Task objective: Pick out every line in the lines below that contains the word "white" and copy each one.

Task inputs:
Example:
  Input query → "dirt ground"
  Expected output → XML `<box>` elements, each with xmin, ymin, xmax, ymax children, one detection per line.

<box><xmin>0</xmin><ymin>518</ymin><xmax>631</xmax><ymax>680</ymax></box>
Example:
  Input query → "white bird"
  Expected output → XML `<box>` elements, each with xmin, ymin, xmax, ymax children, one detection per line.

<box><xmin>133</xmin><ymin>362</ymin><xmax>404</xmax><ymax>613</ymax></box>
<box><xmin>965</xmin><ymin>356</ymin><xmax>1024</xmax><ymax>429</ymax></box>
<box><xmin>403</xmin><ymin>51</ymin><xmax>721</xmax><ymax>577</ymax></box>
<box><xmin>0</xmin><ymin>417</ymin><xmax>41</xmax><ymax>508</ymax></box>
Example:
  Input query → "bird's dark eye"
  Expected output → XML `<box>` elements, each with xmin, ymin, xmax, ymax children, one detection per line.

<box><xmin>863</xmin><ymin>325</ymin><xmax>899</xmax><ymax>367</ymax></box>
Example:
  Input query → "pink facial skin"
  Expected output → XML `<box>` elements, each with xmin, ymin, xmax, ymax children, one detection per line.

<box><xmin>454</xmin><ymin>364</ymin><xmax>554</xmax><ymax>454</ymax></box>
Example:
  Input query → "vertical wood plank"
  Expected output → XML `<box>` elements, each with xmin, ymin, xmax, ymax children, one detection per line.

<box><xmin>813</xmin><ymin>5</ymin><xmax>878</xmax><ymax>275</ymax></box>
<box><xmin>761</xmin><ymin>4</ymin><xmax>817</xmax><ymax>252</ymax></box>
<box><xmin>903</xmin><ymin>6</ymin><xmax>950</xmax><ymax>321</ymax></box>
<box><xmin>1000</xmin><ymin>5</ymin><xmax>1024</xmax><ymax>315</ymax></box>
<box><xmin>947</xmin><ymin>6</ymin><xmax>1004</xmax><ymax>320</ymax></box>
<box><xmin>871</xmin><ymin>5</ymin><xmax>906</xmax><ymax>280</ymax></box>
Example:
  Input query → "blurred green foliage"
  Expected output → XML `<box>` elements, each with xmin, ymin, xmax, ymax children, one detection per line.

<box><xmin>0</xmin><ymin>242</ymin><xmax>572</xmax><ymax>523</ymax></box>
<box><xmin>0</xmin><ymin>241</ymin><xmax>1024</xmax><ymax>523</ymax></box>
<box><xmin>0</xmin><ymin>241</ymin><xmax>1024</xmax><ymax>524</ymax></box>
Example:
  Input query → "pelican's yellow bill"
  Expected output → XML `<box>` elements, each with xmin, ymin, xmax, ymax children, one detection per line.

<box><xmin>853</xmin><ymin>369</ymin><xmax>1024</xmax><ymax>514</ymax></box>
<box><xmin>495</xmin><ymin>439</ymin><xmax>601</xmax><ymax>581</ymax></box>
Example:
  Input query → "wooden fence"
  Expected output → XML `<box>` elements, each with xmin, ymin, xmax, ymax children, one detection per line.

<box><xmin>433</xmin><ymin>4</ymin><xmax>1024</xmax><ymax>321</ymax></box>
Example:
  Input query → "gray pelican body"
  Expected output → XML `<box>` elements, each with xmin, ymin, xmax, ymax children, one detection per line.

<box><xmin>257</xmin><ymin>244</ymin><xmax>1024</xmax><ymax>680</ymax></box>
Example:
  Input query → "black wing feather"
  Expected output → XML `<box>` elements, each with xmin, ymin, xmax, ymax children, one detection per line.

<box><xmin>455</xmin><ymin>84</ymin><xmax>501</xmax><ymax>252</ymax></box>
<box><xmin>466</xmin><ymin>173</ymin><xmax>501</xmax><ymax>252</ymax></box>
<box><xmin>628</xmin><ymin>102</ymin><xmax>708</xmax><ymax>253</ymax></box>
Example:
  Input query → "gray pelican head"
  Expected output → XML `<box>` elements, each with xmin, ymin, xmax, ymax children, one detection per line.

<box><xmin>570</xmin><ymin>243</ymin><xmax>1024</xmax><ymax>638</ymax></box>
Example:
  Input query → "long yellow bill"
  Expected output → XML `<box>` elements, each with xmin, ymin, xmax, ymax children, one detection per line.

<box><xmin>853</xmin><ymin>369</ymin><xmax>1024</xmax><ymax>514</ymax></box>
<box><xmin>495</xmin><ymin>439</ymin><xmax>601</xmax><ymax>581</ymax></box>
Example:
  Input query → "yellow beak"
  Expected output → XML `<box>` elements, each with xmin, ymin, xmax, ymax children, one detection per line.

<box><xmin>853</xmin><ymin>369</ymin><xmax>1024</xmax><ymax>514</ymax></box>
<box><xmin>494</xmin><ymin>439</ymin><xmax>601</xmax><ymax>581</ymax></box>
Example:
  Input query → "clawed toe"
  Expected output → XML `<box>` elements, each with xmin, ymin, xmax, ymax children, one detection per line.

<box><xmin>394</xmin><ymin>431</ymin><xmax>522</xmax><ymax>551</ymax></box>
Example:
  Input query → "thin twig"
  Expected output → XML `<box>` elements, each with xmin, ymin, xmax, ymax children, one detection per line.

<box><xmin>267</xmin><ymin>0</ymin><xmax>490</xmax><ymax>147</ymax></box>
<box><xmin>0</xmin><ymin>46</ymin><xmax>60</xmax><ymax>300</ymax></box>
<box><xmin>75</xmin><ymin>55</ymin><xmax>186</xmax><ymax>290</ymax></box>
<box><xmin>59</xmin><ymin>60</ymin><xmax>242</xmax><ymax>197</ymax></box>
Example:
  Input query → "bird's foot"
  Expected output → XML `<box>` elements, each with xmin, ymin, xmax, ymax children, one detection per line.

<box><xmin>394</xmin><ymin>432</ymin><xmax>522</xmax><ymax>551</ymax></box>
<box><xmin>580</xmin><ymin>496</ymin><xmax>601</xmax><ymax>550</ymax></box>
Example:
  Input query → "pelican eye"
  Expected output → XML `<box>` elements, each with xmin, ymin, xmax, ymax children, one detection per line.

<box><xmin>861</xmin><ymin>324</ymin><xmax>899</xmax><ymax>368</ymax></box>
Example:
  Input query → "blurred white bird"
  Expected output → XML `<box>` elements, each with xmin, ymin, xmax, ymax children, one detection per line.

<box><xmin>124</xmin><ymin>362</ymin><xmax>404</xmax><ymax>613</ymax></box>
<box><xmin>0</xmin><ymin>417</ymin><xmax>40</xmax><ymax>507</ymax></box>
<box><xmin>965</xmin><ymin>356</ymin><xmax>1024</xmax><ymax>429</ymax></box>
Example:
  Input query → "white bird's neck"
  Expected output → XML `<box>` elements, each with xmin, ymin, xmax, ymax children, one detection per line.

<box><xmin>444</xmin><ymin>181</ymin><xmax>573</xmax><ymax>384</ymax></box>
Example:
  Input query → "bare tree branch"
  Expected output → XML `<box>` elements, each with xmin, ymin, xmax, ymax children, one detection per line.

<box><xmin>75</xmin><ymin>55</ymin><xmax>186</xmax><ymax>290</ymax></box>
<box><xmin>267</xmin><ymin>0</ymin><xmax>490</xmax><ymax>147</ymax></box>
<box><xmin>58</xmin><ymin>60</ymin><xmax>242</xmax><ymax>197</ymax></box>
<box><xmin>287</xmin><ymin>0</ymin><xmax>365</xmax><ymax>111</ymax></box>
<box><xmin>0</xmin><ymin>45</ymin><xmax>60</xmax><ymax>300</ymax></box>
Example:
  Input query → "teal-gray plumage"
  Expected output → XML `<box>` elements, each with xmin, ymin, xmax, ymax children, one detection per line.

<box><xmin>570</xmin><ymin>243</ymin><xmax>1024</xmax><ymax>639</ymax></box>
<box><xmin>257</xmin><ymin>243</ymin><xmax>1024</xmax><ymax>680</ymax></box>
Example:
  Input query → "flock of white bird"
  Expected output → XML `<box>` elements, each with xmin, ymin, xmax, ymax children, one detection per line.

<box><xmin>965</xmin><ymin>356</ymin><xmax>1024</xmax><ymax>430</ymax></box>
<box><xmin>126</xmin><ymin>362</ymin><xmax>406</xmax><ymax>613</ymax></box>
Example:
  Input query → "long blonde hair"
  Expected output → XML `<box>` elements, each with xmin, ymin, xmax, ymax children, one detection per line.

Problem solution:
  Input query → "white bird"
  Input query → "blurred white bird"
  Input query → "white bird's neck"
  Input query → "flock of white bird"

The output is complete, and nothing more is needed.